(Stored dataset items)
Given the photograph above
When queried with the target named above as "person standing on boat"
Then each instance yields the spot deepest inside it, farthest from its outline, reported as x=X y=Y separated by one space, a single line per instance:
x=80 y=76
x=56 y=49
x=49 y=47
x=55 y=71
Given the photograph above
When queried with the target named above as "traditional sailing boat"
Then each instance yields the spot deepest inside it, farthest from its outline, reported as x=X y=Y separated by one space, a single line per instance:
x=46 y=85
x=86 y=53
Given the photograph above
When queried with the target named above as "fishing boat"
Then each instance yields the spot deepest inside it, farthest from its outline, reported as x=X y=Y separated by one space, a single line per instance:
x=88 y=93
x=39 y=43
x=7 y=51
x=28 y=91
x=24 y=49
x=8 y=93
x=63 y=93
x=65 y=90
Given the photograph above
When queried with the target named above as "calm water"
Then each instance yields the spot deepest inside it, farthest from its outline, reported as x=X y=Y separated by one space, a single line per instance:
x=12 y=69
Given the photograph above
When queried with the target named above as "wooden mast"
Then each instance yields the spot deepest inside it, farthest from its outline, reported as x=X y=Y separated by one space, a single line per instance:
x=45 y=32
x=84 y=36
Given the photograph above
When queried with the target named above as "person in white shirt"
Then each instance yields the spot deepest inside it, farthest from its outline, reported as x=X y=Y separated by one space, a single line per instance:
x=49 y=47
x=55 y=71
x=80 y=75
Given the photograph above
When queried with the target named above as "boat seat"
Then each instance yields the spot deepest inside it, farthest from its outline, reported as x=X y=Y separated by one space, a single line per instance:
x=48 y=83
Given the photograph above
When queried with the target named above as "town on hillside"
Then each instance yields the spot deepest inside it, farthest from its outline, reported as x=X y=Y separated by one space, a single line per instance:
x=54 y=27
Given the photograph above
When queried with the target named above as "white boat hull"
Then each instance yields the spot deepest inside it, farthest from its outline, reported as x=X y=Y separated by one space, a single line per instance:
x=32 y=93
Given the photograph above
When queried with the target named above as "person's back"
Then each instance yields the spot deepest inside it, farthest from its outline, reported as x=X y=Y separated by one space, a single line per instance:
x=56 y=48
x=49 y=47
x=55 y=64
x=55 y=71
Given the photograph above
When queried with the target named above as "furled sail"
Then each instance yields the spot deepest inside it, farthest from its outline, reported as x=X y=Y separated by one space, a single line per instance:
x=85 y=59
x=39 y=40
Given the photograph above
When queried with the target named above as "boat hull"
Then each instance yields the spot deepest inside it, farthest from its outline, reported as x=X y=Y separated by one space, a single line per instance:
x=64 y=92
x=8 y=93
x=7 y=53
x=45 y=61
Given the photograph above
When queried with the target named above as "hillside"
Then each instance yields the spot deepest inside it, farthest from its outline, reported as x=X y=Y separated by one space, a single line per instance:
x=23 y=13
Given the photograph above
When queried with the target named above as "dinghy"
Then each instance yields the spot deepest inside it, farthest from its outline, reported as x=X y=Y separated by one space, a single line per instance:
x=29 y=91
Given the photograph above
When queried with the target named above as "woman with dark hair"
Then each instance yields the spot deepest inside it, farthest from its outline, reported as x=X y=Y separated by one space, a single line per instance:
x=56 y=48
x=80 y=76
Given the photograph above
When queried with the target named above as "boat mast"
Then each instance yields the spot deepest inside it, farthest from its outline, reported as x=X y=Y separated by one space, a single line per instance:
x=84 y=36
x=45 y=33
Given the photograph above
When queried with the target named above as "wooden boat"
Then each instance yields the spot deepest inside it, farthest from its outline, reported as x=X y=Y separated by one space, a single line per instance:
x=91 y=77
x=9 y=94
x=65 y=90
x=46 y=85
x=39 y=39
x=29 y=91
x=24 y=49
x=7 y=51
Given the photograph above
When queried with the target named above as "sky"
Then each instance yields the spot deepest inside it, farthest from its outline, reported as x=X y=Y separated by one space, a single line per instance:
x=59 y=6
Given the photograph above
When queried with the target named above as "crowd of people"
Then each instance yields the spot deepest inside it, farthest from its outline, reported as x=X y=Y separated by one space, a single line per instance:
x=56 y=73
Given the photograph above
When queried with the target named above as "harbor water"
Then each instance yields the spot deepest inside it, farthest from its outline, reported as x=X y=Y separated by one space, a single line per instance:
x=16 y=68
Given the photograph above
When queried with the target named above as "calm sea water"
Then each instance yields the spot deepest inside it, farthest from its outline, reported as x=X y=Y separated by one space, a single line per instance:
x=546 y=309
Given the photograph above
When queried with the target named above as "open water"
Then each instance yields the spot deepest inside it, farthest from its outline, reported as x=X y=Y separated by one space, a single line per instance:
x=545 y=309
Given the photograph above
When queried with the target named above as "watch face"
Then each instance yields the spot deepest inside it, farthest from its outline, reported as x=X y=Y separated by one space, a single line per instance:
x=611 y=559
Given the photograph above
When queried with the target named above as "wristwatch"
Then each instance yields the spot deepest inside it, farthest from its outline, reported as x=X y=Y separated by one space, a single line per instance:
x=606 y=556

**Activity**
Copy out all the lines of the records that include "hillside".

**Task solution**
When queried with the target named above as "town on hillside"
When queried with the target named above as "hillside"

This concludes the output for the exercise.